**OBJECTIVE**
Keep the pictures out of the copy and repeat the records exactly.

** start TASK DATA **

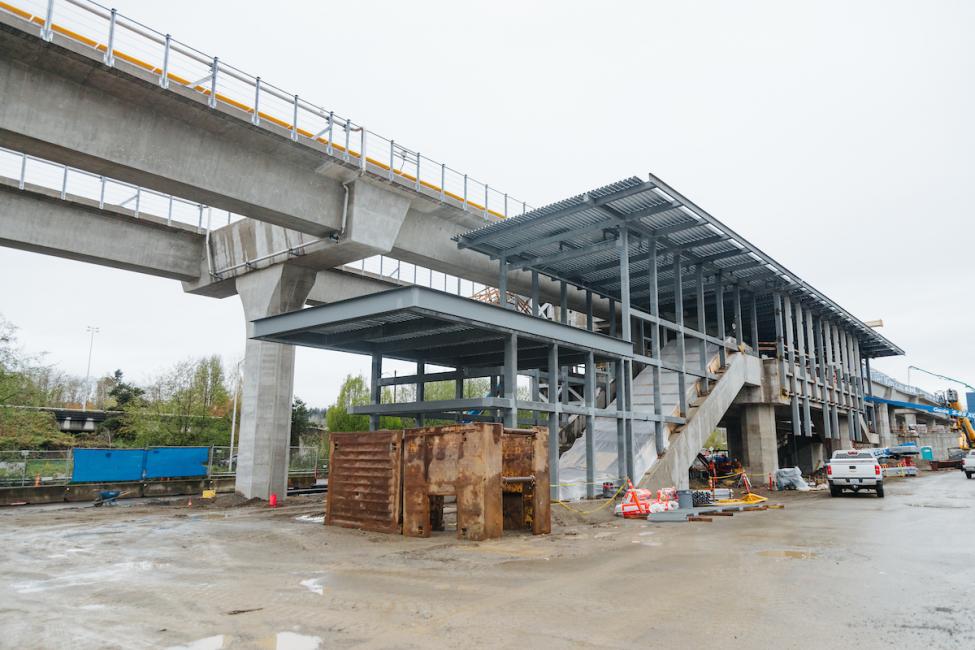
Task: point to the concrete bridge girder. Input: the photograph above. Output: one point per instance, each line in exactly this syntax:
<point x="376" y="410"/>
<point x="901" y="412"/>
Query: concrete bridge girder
<point x="126" y="127"/>
<point x="372" y="220"/>
<point x="123" y="125"/>
<point x="37" y="220"/>
<point x="265" y="420"/>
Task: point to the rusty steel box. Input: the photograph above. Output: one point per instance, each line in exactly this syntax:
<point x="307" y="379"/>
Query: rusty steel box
<point x="364" y="477"/>
<point x="397" y="481"/>
<point x="498" y="476"/>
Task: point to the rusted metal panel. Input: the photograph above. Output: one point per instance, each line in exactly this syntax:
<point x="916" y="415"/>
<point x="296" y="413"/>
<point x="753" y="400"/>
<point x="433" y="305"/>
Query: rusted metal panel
<point x="459" y="460"/>
<point x="525" y="478"/>
<point x="365" y="470"/>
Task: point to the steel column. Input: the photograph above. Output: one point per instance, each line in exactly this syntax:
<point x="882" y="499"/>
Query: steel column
<point x="624" y="253"/>
<point x="535" y="305"/>
<point x="511" y="380"/>
<point x="803" y="366"/>
<point x="719" y="301"/>
<point x="590" y="397"/>
<point x="553" y="418"/>
<point x="739" y="324"/>
<point x="658" y="429"/>
<point x="754" y="322"/>
<point x="821" y="377"/>
<point x="620" y="421"/>
<point x="681" y="352"/>
<point x="589" y="324"/>
<point x="421" y="371"/>
<point x="563" y="303"/>
<point x="375" y="390"/>
<point x="702" y="328"/>
<point x="791" y="351"/>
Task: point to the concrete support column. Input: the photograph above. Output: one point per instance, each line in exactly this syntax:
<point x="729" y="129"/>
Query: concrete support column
<point x="882" y="423"/>
<point x="844" y="441"/>
<point x="759" y="440"/>
<point x="265" y="417"/>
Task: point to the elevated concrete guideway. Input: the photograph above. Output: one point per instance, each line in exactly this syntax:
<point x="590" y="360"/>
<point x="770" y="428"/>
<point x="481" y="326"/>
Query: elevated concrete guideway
<point x="71" y="99"/>
<point x="317" y="191"/>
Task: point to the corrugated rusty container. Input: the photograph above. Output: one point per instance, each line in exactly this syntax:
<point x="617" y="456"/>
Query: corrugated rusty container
<point x="365" y="470"/>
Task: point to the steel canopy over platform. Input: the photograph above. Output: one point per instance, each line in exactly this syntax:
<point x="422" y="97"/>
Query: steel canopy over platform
<point x="420" y="324"/>
<point x="577" y="240"/>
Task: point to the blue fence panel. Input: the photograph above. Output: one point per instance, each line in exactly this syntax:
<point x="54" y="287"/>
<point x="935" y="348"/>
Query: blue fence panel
<point x="171" y="462"/>
<point x="101" y="465"/>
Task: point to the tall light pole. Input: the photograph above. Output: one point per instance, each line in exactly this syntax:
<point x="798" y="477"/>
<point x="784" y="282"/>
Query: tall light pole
<point x="91" y="345"/>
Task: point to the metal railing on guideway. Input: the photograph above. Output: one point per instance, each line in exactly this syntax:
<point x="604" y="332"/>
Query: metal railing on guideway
<point x="115" y="37"/>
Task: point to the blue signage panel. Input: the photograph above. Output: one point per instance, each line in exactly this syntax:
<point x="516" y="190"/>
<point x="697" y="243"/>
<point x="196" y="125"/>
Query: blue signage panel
<point x="173" y="462"/>
<point x="101" y="465"/>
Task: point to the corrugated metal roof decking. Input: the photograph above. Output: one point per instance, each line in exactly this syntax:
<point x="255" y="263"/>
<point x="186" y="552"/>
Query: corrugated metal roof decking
<point x="573" y="240"/>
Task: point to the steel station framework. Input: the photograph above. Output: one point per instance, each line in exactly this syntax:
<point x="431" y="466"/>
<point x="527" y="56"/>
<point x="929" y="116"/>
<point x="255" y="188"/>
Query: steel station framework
<point x="656" y="269"/>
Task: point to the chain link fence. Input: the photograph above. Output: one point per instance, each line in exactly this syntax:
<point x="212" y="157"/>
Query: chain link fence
<point x="34" y="467"/>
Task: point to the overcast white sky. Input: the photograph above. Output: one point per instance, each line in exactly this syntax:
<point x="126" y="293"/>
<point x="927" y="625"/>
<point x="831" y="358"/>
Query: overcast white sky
<point x="836" y="136"/>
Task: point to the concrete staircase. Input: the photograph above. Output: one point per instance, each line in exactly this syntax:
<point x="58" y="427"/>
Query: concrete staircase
<point x="572" y="464"/>
<point x="704" y="413"/>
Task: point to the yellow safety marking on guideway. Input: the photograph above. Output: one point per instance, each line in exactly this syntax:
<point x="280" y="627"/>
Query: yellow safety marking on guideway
<point x="75" y="36"/>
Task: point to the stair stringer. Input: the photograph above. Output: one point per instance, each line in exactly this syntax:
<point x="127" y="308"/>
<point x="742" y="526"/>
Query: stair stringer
<point x="686" y="442"/>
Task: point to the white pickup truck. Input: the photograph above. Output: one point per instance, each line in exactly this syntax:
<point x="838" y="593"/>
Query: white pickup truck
<point x="968" y="464"/>
<point x="854" y="469"/>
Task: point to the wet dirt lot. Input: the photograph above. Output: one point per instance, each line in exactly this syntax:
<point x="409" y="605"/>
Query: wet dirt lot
<point x="872" y="573"/>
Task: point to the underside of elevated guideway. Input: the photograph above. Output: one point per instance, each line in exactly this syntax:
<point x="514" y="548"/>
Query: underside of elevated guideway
<point x="171" y="140"/>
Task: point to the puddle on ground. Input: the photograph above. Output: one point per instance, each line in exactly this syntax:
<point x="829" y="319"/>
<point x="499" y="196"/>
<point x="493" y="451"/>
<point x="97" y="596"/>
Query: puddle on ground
<point x="314" y="585"/>
<point x="111" y="573"/>
<point x="294" y="641"/>
<point x="280" y="641"/>
<point x="208" y="643"/>
<point x="311" y="519"/>
<point x="791" y="555"/>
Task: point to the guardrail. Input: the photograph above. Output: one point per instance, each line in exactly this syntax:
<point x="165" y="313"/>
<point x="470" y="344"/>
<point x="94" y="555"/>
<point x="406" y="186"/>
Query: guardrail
<point x="887" y="380"/>
<point x="115" y="37"/>
<point x="108" y="192"/>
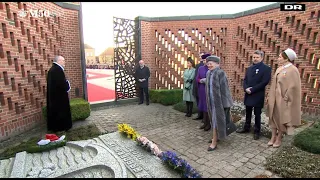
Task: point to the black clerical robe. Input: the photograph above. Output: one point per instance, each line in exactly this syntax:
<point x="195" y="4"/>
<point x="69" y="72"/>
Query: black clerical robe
<point x="58" y="105"/>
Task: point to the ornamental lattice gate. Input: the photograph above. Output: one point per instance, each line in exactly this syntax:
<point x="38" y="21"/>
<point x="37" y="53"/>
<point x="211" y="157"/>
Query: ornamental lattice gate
<point x="126" y="56"/>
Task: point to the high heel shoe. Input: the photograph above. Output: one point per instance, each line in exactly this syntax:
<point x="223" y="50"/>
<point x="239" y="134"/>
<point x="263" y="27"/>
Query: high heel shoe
<point x="276" y="145"/>
<point x="270" y="143"/>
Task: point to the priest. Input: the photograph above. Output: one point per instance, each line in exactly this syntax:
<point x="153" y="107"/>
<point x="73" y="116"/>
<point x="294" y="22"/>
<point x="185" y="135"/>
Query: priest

** end TASK DATA **

**TASK RESULT**
Task: point to the concrete bridge girder. Input: the photograph above. Output: one point per instance, each line in exactly this syntax:
<point x="376" y="410"/>
<point x="901" y="412"/>
Query: concrete bridge girder
<point x="126" y="127"/>
<point x="372" y="220"/>
<point x="123" y="125"/>
<point x="37" y="220"/>
<point x="265" y="420"/>
Task: point to the rusty steel box. Input: the photograph above. Output: one point per instance, each line in exactly this syntax:
<point x="307" y="379"/>
Query: rusty steel box
<point x="364" y="477"/>
<point x="397" y="481"/>
<point x="498" y="476"/>
Task: point to the rusted metal panel. Input: the photograph above. Output: one point per instance, each line in exactly this syntax:
<point x="916" y="415"/>
<point x="296" y="413"/>
<point x="753" y="400"/>
<point x="433" y="305"/>
Query: rusted metal panel
<point x="459" y="460"/>
<point x="525" y="478"/>
<point x="365" y="470"/>
Task: point to the steel column. Input: the photograph above. Output: one point per instance, each line in exactly this syntax:
<point x="882" y="499"/>
Query: steel column
<point x="624" y="253"/>
<point x="535" y="305"/>
<point x="511" y="380"/>
<point x="803" y="366"/>
<point x="719" y="301"/>
<point x="590" y="397"/>
<point x="553" y="418"/>
<point x="739" y="324"/>
<point x="658" y="429"/>
<point x="754" y="322"/>
<point x="821" y="377"/>
<point x="620" y="421"/>
<point x="681" y="352"/>
<point x="589" y="324"/>
<point x="421" y="371"/>
<point x="563" y="303"/>
<point x="375" y="390"/>
<point x="702" y="328"/>
<point x="791" y="351"/>
Task: point to the concrete support column. Input: the photograph above. Output: one point per instance, each line in exactly this syntax:
<point x="729" y="129"/>
Query: concrete support column
<point x="882" y="423"/>
<point x="844" y="441"/>
<point x="759" y="440"/>
<point x="265" y="417"/>
Task: point to the elevated concrete guideway. Input: the photograph above. Output: one point per instance, each line in exactly this syntax:
<point x="590" y="360"/>
<point x="770" y="428"/>
<point x="481" y="326"/>
Query: elevated concrete guideway
<point x="71" y="99"/>
<point x="317" y="191"/>
Task: point to the corrugated rusty container. Input: the photograph above. Output: one point per instance, each line in exactly this syntax:
<point x="617" y="456"/>
Query: corrugated rusty container
<point x="365" y="470"/>
Task: point to the steel canopy over platform. Input: the photograph above. Output: one point per instance, each line in exactly this syntax:
<point x="422" y="97"/>
Query: steel canopy over platform
<point x="420" y="324"/>
<point x="577" y="240"/>
Task: point to the blue fence panel. Input: the photograph above. Output: one point per instance, each line in exactly this syntax:
<point x="54" y="287"/>
<point x="935" y="348"/>
Query: blue fence panel
<point x="171" y="462"/>
<point x="101" y="465"/>
Task: point to the tall light pole. Input: the photograph above. Output: one point per instance, each line in exactly this syntax:
<point x="798" y="477"/>
<point x="784" y="282"/>
Query: tall light pole
<point x="91" y="345"/>
Task: point to the metal railing on guideway. Input: the photograph above. Output: one point per instance, each line in exactly this syntax:
<point x="604" y="332"/>
Query: metal railing on guideway
<point x="115" y="37"/>
Task: point to the blue signage panel. Input: the photograph above. Output: one point per instance, each line in exactly this syntax:
<point x="516" y="190"/>
<point x="697" y="243"/>
<point x="196" y="125"/>
Query: blue signage panel
<point x="173" y="462"/>
<point x="101" y="465"/>
Task: point to the corrugated metal roof decking. Input: the photograph above. Output: one point per instance, each line in exactly this syntax:
<point x="255" y="263"/>
<point x="186" y="552"/>
Query: corrugated metal roof decking
<point x="573" y="240"/>
Task: point to the steel station framework. Input: the photograph above. Output: one point per instance, each line in exactly this syntax:
<point x="431" y="466"/>
<point x="527" y="56"/>
<point x="929" y="116"/>
<point x="255" y="188"/>
Query: steel station framework
<point x="656" y="269"/>
Task: point to the chain link fence. Input: the photograph above. Output: one point per instance, each line in exactly this syntax:
<point x="212" y="157"/>
Query: chain link fence
<point x="34" y="467"/>
Task: point to the overcast white sky. Input: the photograph above. Output: one point per instance, each line in exactly this syntax:
<point x="126" y="293"/>
<point x="927" y="625"/>
<point x="831" y="358"/>
Query: overcast white sky
<point x="836" y="136"/>
Task: point to the concrete staircase. Input: the photograph above. Output: one point per instance, each line in exactly this syntax:
<point x="58" y="427"/>
Query: concrete staircase
<point x="572" y="464"/>
<point x="704" y="413"/>
Task: point to the yellow safety marking on guideway. Input: the photograph above. Output: one point per instance, each line in exactly this syntax:
<point x="280" y="627"/>
Query: yellow safety marking on guideway
<point x="75" y="36"/>
Task: point to the stair stringer. Input: the photograph above. Output: one point per instance, each line in exactly this syntax:
<point x="127" y="308"/>
<point x="742" y="526"/>
Query: stair stringer
<point x="686" y="442"/>
Task: point to the white pickup truck. Input: the photograph above. Output: one point per instance, each line in exactly this syntax:
<point x="838" y="593"/>
Query: white pickup truck
<point x="968" y="464"/>
<point x="854" y="469"/>
Task: point to the wet dirt lot. Input: the photograph above. Output: one point per instance, each line in exactly this syntax:
<point x="409" y="605"/>
Query: wet dirt lot
<point x="872" y="573"/>
Task: point to the underside of elevated guideway. Input: the photograph above. Output: one point per instance, each line in exactly this syntax:
<point x="514" y="548"/>
Query: underside of elevated guideway
<point x="171" y="140"/>
Task: point to the puddle on ground. Input: the photograph above. Output: one point per instance, each line in exactly this syntax:
<point x="829" y="319"/>
<point x="499" y="196"/>
<point x="493" y="451"/>
<point x="97" y="596"/>
Query: puddle on ground
<point x="314" y="585"/>
<point x="111" y="573"/>
<point x="294" y="641"/>
<point x="280" y="641"/>
<point x="208" y="643"/>
<point x="311" y="519"/>
<point x="791" y="555"/>
Task: point to the guardrail. Input: the photograph above. Output: one point per instance, each line in exactly this syntax:
<point x="165" y="313"/>
<point x="470" y="344"/>
<point x="94" y="555"/>
<point x="406" y="186"/>
Query: guardrail
<point x="887" y="380"/>
<point x="115" y="37"/>
<point x="108" y="192"/>
Task: point to the black clerical robe. Input: the photograph above. Output: one point per instance, each line in exactly this syntax:
<point x="195" y="4"/>
<point x="69" y="72"/>
Query: black clerical robe
<point x="58" y="105"/>
Task: point to the ornamental lattice gate. Input: the photograph above. Output: one point per instance, each line in exactly this syntax:
<point x="38" y="21"/>
<point x="37" y="53"/>
<point x="211" y="157"/>
Query: ornamental lattice gate
<point x="126" y="56"/>
Task: point to the high heel shoe. Input: the photograph above. Output: one point per instance, each line in exactly this syntax:
<point x="223" y="50"/>
<point x="239" y="134"/>
<point x="263" y="27"/>
Query: high heel shoe
<point x="276" y="145"/>
<point x="270" y="143"/>
Task: point to the priest. Input: the photograph above. Output: one point per instance, each line in exactly this syntax:
<point x="153" y="107"/>
<point x="73" y="116"/>
<point x="294" y="22"/>
<point x="185" y="135"/>
Query: priest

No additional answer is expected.